Brief: Please copy the last part of the entries exactly: the line that has "A colleague of mine needs the bounding box for the alloy" and every line up to and including the end, nothing more.
Content starts
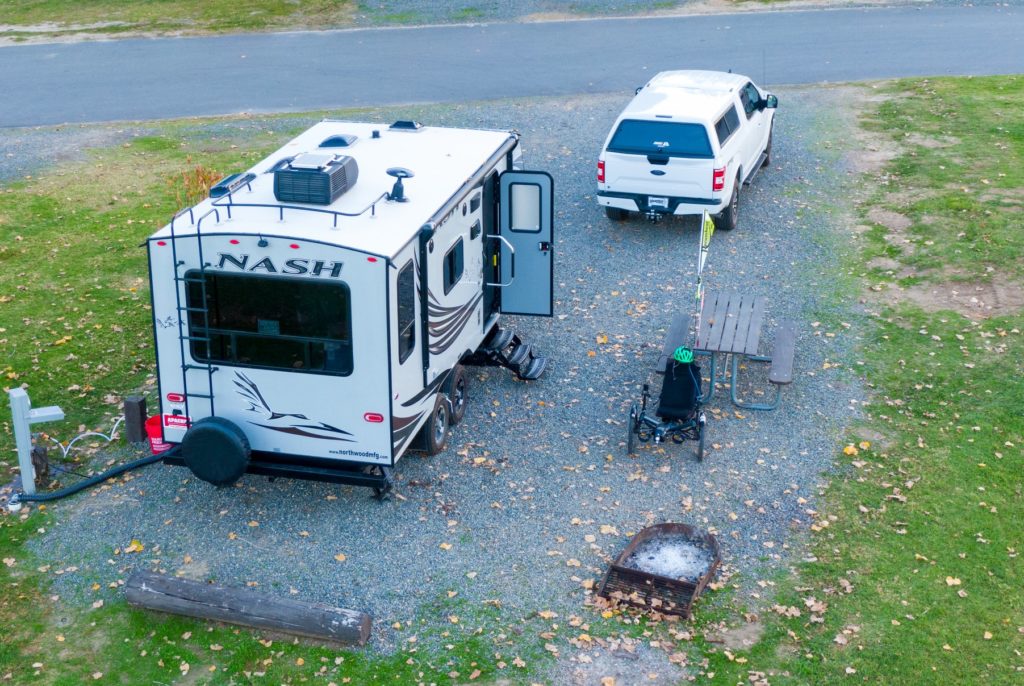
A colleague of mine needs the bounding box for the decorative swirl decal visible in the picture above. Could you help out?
[233,371,354,441]
[427,290,482,355]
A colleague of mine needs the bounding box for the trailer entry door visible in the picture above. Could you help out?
[497,170,554,316]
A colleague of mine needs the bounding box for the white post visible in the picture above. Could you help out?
[8,388,64,496]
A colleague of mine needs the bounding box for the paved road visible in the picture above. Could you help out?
[2,5,1021,127]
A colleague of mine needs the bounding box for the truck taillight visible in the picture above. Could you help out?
[712,166,726,192]
[597,160,605,183]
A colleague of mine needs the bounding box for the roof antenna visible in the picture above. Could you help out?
[387,167,414,203]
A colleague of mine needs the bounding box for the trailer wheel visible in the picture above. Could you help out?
[444,365,468,426]
[423,394,451,456]
[181,417,251,486]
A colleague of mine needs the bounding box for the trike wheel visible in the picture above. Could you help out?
[696,418,706,462]
[627,402,639,455]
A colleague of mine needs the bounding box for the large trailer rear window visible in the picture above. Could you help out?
[607,120,714,158]
[185,271,353,376]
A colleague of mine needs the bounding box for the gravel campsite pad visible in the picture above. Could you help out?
[24,87,864,675]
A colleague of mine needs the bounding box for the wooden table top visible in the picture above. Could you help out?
[695,292,766,356]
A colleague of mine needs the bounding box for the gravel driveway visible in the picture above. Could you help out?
[23,86,866,676]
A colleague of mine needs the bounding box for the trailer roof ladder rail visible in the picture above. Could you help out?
[167,202,218,423]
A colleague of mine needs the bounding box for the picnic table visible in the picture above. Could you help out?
[692,292,795,410]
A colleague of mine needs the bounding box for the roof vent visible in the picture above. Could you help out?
[273,153,359,205]
[209,172,256,198]
[390,120,423,131]
[319,134,357,148]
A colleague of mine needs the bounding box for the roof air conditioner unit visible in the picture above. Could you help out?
[273,153,359,205]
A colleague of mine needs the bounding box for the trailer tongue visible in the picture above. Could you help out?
[147,121,554,498]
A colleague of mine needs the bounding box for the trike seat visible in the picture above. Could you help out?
[656,360,702,421]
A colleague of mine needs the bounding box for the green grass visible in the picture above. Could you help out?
[0,125,290,466]
[678,76,1024,685]
[0,1,356,37]
[3,78,1022,683]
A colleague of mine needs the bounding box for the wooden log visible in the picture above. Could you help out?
[125,571,371,646]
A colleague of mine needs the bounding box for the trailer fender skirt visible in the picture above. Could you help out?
[182,417,251,487]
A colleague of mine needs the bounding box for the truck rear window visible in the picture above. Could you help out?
[607,120,713,159]
[185,271,353,376]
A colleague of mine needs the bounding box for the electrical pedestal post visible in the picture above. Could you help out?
[8,388,64,496]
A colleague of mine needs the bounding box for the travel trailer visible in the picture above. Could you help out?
[147,120,553,496]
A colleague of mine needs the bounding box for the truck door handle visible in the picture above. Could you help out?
[538,241,552,252]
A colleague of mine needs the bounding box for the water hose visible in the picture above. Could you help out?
[8,445,179,508]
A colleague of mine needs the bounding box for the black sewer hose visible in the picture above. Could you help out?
[9,446,180,507]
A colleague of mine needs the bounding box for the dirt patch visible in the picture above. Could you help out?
[866,257,902,272]
[903,132,960,149]
[856,428,893,452]
[866,207,915,256]
[866,208,911,232]
[707,621,764,651]
[877,276,1024,319]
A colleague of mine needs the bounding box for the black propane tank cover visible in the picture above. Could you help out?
[181,417,251,487]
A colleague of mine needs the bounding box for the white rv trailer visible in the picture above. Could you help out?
[146,120,554,496]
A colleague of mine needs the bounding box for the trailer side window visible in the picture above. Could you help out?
[443,238,464,295]
[184,271,353,376]
[397,261,416,364]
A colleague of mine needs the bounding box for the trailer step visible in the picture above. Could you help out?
[482,327,514,352]
[517,355,547,381]
[505,342,532,367]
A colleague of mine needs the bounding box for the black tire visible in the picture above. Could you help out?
[423,393,450,456]
[718,178,739,231]
[762,127,773,168]
[627,402,638,455]
[181,417,251,486]
[605,206,629,221]
[444,365,468,426]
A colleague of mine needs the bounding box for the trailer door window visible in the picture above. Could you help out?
[397,261,416,364]
[185,271,352,376]
[443,238,464,294]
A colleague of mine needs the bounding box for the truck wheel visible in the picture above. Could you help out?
[181,417,251,486]
[423,393,450,456]
[763,127,773,167]
[444,364,468,426]
[718,178,740,231]
[605,206,629,221]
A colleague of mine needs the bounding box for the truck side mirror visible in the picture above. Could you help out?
[764,94,779,109]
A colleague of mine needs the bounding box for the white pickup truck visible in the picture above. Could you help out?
[597,70,778,230]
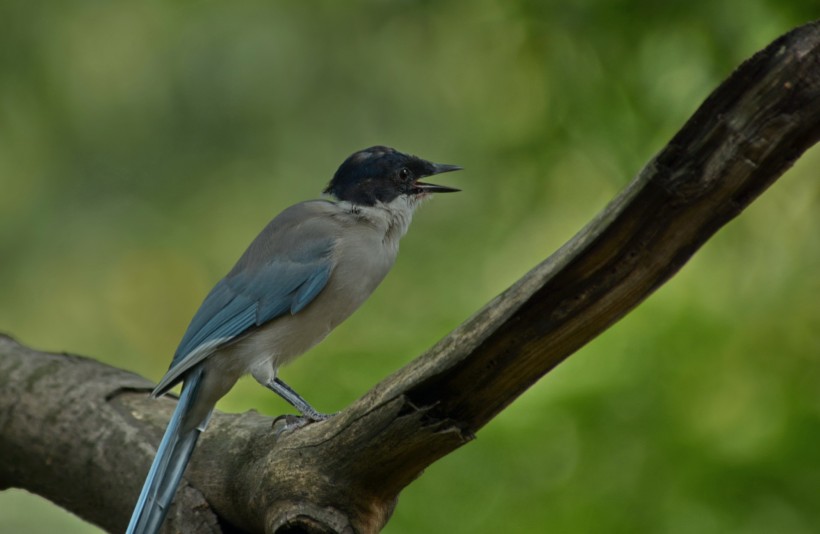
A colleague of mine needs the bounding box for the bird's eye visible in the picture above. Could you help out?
[399,167,411,180]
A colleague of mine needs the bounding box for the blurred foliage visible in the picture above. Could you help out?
[1,1,819,533]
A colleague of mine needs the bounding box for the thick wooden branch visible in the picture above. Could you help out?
[1,21,819,534]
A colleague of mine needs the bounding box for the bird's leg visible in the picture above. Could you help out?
[251,362,332,421]
[265,377,331,421]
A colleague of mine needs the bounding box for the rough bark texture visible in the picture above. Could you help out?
[1,20,819,534]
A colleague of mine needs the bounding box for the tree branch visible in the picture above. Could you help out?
[2,20,819,534]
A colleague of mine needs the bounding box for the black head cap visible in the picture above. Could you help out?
[323,146,461,206]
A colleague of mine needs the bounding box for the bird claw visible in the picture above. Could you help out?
[303,410,338,422]
[271,412,336,435]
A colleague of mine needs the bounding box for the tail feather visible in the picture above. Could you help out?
[127,367,212,534]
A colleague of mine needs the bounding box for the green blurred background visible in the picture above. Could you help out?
[1,1,819,533]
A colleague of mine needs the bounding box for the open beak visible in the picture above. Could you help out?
[415,163,463,193]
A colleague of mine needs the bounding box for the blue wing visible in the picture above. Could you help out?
[152,201,338,397]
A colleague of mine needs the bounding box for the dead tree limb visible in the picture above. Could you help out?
[1,20,819,534]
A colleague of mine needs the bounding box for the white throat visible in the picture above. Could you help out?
[340,194,423,246]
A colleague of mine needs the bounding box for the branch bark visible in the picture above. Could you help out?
[2,20,819,534]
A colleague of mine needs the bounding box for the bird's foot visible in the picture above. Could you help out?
[271,411,337,435]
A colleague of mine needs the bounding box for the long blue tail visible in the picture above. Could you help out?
[127,368,212,534]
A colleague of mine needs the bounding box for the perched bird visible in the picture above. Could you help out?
[127,146,461,533]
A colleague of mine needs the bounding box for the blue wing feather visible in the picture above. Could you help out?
[291,263,333,314]
[153,203,339,396]
[171,282,257,366]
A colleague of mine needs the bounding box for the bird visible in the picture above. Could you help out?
[126,146,462,533]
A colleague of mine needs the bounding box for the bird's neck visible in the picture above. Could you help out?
[341,195,421,245]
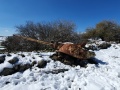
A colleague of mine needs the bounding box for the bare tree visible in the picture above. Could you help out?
[6,20,81,51]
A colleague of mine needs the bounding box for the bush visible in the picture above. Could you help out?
[82,20,120,42]
[3,20,82,52]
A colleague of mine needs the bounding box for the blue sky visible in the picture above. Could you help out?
[0,0,120,36]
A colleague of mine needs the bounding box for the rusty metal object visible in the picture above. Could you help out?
[15,35,52,46]
[15,35,95,59]
[58,44,95,59]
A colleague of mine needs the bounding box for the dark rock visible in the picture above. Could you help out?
[37,60,47,68]
[0,68,15,76]
[0,55,6,64]
[8,57,19,64]
[19,64,32,72]
[5,81,10,84]
[39,55,42,57]
[18,54,25,57]
[14,64,20,71]
[85,43,111,50]
[0,63,33,76]
[85,45,98,51]
[98,43,111,49]
[20,54,25,57]
[32,57,35,59]
[7,53,12,57]
[14,63,32,72]
[31,61,37,66]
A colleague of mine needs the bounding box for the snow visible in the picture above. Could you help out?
[0,36,7,41]
[0,44,120,90]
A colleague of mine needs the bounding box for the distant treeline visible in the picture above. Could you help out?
[2,20,120,52]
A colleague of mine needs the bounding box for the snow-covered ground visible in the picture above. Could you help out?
[0,44,120,90]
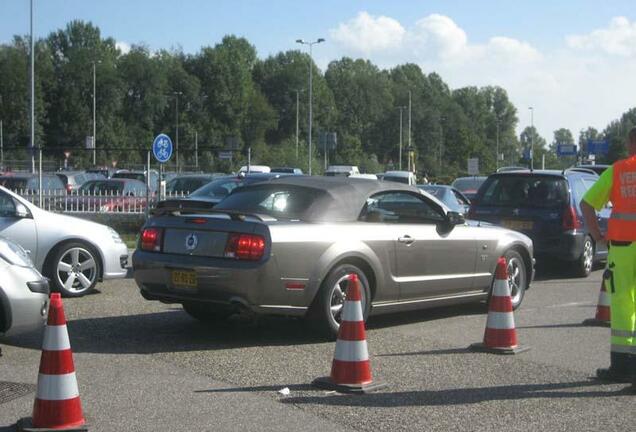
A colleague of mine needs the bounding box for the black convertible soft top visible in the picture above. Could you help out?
[221,176,422,222]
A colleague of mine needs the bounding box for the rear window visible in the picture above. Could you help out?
[1,178,28,190]
[113,172,145,182]
[420,186,445,199]
[479,175,569,208]
[215,186,323,219]
[80,180,124,194]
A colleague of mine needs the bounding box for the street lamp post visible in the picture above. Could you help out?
[408,90,412,172]
[30,0,35,173]
[173,91,183,172]
[439,116,446,174]
[92,60,101,166]
[495,118,500,170]
[296,38,325,175]
[529,106,534,170]
[397,106,405,170]
[295,89,300,159]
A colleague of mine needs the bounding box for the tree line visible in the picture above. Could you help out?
[0,20,635,178]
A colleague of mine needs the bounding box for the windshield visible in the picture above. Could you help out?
[79,180,125,194]
[452,178,486,192]
[215,185,322,219]
[479,175,569,208]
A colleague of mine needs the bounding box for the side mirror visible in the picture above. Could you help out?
[15,202,30,218]
[447,211,466,226]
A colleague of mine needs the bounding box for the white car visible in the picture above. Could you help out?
[0,186,129,297]
[0,236,49,336]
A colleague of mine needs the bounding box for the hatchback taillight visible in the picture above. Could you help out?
[224,233,266,261]
[140,227,163,252]
[562,206,582,230]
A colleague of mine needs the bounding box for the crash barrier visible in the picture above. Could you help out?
[13,189,188,214]
[469,257,530,355]
[583,278,611,327]
[17,293,87,432]
[313,273,387,394]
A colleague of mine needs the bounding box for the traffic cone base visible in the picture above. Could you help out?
[17,417,88,432]
[582,318,611,327]
[468,342,531,355]
[311,273,387,394]
[469,257,529,355]
[312,376,388,394]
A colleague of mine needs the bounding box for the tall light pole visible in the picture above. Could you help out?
[529,106,534,170]
[439,116,446,174]
[92,60,101,166]
[495,118,500,170]
[295,89,300,159]
[30,0,35,173]
[173,91,183,172]
[408,90,412,172]
[296,38,325,175]
[397,106,405,170]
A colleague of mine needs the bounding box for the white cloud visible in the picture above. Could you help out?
[116,41,131,55]
[328,13,635,143]
[329,11,405,55]
[567,16,636,57]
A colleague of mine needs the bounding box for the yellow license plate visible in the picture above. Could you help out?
[171,270,197,288]
[502,219,533,230]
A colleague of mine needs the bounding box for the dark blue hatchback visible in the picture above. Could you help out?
[468,169,609,277]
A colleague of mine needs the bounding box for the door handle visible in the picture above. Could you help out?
[398,235,415,245]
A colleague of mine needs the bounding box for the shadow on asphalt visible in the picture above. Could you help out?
[533,260,604,282]
[1,302,490,354]
[278,380,631,407]
[517,322,587,329]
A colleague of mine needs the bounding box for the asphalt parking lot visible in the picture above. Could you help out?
[1,263,634,431]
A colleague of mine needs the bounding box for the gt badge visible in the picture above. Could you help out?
[185,233,198,251]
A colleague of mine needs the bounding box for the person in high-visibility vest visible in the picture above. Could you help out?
[581,127,636,385]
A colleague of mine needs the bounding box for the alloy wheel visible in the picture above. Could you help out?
[56,247,98,295]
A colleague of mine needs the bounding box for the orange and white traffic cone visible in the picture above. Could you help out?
[18,293,87,432]
[469,257,530,355]
[312,274,387,394]
[583,279,610,327]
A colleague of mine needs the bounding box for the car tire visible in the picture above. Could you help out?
Content ends
Result for this task:
A colleague of mine needs the bounding box for the alloy wheel visible in the picture above. Could you help out?
[56,247,98,295]
A colleague of mine needs the bounding box for the orange and white traffic cone visible in the picture above. Could you help out?
[18,293,87,432]
[469,257,530,355]
[312,274,387,394]
[583,279,610,327]
A colleague of mine needs the bounding box for the car tire visible in the picture above. Could you help out?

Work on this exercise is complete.